Copy the records below exactly as they appear.
#####
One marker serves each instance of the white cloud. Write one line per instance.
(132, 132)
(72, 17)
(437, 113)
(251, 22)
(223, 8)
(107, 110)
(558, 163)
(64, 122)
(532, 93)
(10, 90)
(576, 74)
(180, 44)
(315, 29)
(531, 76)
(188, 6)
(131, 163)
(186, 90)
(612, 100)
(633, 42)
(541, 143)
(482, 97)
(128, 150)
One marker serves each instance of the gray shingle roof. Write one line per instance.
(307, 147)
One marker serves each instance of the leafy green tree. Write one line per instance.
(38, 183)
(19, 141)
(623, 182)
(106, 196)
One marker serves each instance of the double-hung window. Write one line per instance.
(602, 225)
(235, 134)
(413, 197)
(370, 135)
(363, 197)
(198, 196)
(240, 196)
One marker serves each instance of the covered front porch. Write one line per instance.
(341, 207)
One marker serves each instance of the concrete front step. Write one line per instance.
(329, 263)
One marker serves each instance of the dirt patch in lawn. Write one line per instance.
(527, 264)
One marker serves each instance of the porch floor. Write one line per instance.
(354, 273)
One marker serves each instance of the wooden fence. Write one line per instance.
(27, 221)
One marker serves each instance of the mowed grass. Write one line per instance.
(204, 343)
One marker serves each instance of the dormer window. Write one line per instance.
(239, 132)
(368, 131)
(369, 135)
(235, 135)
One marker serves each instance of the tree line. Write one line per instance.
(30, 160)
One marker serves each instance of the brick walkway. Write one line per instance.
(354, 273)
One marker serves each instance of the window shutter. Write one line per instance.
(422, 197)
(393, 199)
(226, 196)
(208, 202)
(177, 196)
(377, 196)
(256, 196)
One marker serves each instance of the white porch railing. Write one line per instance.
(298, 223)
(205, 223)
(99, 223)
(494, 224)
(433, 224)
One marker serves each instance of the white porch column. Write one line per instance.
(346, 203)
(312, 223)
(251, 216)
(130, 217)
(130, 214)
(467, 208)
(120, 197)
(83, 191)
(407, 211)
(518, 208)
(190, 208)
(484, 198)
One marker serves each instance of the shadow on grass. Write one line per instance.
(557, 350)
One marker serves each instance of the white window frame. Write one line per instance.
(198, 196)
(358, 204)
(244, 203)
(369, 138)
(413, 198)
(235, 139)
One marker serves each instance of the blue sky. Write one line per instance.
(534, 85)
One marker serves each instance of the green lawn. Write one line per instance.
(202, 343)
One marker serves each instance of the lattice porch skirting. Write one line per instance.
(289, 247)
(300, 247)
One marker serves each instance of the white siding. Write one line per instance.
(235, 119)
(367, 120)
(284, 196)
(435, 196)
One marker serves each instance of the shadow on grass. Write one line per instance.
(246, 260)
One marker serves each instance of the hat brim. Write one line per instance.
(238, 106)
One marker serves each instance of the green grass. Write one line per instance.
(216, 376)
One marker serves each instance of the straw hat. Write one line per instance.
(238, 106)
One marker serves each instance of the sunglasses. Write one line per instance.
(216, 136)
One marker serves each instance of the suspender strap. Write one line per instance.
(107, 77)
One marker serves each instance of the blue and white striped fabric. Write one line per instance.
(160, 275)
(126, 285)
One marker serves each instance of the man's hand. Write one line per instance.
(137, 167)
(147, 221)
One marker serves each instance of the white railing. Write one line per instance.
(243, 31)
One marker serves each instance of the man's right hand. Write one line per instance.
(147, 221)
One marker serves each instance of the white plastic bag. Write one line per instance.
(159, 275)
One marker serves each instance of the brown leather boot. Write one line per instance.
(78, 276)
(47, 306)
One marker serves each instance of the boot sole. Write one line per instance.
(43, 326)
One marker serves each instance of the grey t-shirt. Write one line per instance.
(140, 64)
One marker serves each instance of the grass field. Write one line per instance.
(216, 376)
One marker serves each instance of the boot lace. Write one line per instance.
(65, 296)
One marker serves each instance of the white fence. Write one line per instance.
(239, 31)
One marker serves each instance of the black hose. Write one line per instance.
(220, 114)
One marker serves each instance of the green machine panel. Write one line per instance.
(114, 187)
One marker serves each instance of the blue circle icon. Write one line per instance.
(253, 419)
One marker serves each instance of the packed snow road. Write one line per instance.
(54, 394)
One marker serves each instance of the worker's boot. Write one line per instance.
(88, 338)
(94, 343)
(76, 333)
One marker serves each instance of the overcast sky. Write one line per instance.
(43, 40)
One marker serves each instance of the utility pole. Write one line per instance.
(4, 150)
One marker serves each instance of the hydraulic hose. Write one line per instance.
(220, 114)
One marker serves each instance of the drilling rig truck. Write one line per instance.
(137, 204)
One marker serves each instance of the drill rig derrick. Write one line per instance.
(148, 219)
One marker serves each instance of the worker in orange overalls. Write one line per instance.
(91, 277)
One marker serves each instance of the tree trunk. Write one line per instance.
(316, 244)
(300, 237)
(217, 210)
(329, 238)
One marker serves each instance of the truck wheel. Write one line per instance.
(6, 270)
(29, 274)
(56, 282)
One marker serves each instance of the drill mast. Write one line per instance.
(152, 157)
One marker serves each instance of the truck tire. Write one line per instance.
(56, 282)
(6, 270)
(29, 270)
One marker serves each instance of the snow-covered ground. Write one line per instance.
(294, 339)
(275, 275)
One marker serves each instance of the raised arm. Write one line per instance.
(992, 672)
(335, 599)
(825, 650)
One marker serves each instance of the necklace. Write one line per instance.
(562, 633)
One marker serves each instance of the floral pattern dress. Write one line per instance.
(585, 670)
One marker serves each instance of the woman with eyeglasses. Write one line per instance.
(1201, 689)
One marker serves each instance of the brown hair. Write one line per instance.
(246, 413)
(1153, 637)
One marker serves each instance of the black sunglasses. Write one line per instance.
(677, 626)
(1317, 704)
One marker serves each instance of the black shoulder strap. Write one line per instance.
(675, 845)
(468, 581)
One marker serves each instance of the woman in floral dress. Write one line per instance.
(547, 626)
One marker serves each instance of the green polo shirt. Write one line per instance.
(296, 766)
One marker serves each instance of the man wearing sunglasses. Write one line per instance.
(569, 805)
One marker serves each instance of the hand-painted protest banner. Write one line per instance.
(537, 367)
#####
= Written response =
One marker serves each instance of the white cloud. Write one line per instance.
(132, 132)
(72, 17)
(437, 113)
(251, 22)
(223, 8)
(107, 110)
(558, 163)
(64, 122)
(532, 93)
(10, 90)
(576, 74)
(180, 44)
(315, 29)
(531, 76)
(188, 6)
(131, 163)
(186, 90)
(612, 100)
(633, 42)
(541, 143)
(482, 97)
(128, 150)
One marker serves each instance of the gray shingle roof. Write one line per instance.
(307, 147)
One marker serves each instance of the leafy green tree. Write one line per instance.
(38, 183)
(19, 141)
(623, 182)
(106, 196)
One marker serves each instance of the double-hung window. Write one line per instance.
(602, 225)
(235, 134)
(413, 197)
(370, 135)
(363, 197)
(198, 196)
(240, 196)
One marker serves each instance of the covered front porch. Write one line per instance.
(341, 207)
One marker serves each instance of the concrete front step. Write one line per instance.
(329, 263)
One marker serves each instance of the dirt patch in lawn. Write one line per instance.
(527, 264)
One marker serves each instance of the porch floor. Write one line per instance.
(354, 273)
One marker serves each instance of the wooden fence. Write one line per instance.
(27, 221)
One marker serves each instance of the mowed grass. Write one line per instance.
(204, 343)
One marker serves each instance of the dormer window. Write one line per instance.
(239, 132)
(368, 131)
(369, 135)
(235, 135)
One marker serves each instance of the tree line. Write one line per instance.
(30, 160)
One marker serves each instance of the brick walkway. Write one line per instance.
(354, 273)
One marker serves each instance of the window shutter. Write one line per instance.
(422, 197)
(393, 199)
(226, 196)
(208, 202)
(177, 196)
(377, 196)
(256, 196)
One marker serves each instance of the white porch railing. Write one line per instance.
(298, 223)
(205, 223)
(99, 223)
(494, 224)
(433, 224)
One marker serves each instance of the white porch column. Write one line per instance.
(346, 203)
(312, 223)
(251, 216)
(130, 217)
(130, 214)
(467, 208)
(120, 197)
(83, 191)
(407, 211)
(518, 208)
(190, 208)
(484, 198)
One marker serves each instance of the shadow on grass. Write one line per instance.
(557, 350)
One marker serves each instance of the white window frame. Write one line per instance.
(198, 196)
(358, 204)
(244, 203)
(369, 138)
(413, 198)
(235, 139)
One marker serves each instance of the blue sky. Write one line per instance.
(534, 85)
One marker serves each instance of the green lawn. Write one line per instance.
(202, 343)
One marker serves each instance of the lattice porch skirting. Write one line per instance.
(289, 247)
(300, 247)
One marker serves each instance of the white siding. Write one line per instance.
(235, 119)
(367, 120)
(284, 196)
(435, 196)
One marker serves each instance of the shadow on grass. Write one line per instance.
(246, 260)
One marker serves each instance of the hat brim. Write one line per instance.
(238, 106)
One marker serves each instance of the green grass. Write one line per instance.
(216, 376)
One marker serves each instance of the straw hat. Write one line per instance.
(238, 106)
One marker serves each instance of the sunglasses. Write one line per instance.
(216, 136)
One marker serves each instance of the suspender strap. Write one line per instance.
(107, 77)
One marker serves each instance of the blue and white striped fabric. Write one line per instance.
(160, 275)
(126, 285)
One marker serves each instance of the man's hand. Write one line per instance.
(137, 167)
(147, 221)
One marker serves each instance of the white railing. Write one line per instance.
(243, 31)
One marker serves each instance of the man's right hand. Write one line per instance.
(147, 221)
One marker serves each instance of the white plastic bag. Write one line per instance.
(159, 275)
One marker serves each instance of the brown leather boot. Write one line per instance.
(78, 276)
(47, 306)
One marker serves each instance of the boot sole. Write one line per instance.
(43, 326)
One marker serves each instance of the grey t-shirt. Write one line per instance.
(140, 64)
One marker serves each instance of the grass field. Write one line per instance.
(216, 376)
One marker serves each instance of the boot lace. Write one line per instance.
(65, 296)
One marker serves each instance of the white fence. Write one line per instance.
(239, 31)
One marker serves each instance of the black hose. Write one line per instance.
(220, 114)
One marker serves each instance of the green machine panel. Write one line per instance.
(114, 187)
One marker serves each instance of the blue circle icon. Write one line per instance.
(253, 419)
One marker serves each instance of the packed snow road. Write one line per instance.
(54, 394)
One marker serves each instance of the worker's boot. Write one line per instance.
(88, 338)
(94, 343)
(76, 333)
One marker serves each instance of the overcast sky. Write one line per instance.
(43, 40)
One marker serves each instance of the utility pole. Write one line per instance.
(4, 150)
One marker serves each instance of the hydraulic hose. Write one line per instance.
(220, 114)
One marker serves each instance of the drilling rig truck. Write one line per instance.
(137, 204)
One marker serves each instance of the drill rig derrick. Write one line per instance.
(148, 219)
One marker serves each instance of the worker in orange overalls. Write one line per instance.
(91, 277)
One marker serves each instance of the tree trunk. Write one line per instance.
(316, 244)
(300, 237)
(217, 210)
(329, 238)
One marker serves each instance of the truck wheel. Write one line per instance.
(6, 270)
(29, 274)
(56, 282)
One marker serves each instance of the drill mast. Write one line per instance.
(152, 157)
One marker serves each instance of the truck tire. Write one line per instance.
(56, 282)
(6, 270)
(29, 270)
One marker serves each instance of the snow-covered ground. Write one line per instance.
(294, 339)
(275, 275)
One marker serves each instance of the raised arm. Write one line per instance.
(992, 672)
(335, 599)
(825, 650)
One marker serves each instance of the necklace. Write one line per instance.
(562, 633)
One marker serves each instance of the floral pattern dress. Write one line per instance.
(585, 670)
One marker serves each instance of the woman with eyeglasses. Write one line per instance.
(1201, 689)
One marker serves each instance of the brown hair. Write one line per instance.
(246, 413)
(1153, 637)
One marker serves each instance of the black sunglasses. Write one line per instance.
(677, 626)
(1317, 704)
One marker serves each instance of the black shoulder strap. Write one line per instance.
(675, 845)
(468, 581)
One marker serves each instance of the woman in floral dress. Write one line per instance.
(547, 626)
One marker serves each instance of the green polo shirt. Write one line per instance.
(296, 766)
One marker serves each instance of the man wearing sunglasses. Write one line per instance.
(569, 805)
One marker serves each instance of the hand-painted protest banner. Write one line per instance.
(537, 367)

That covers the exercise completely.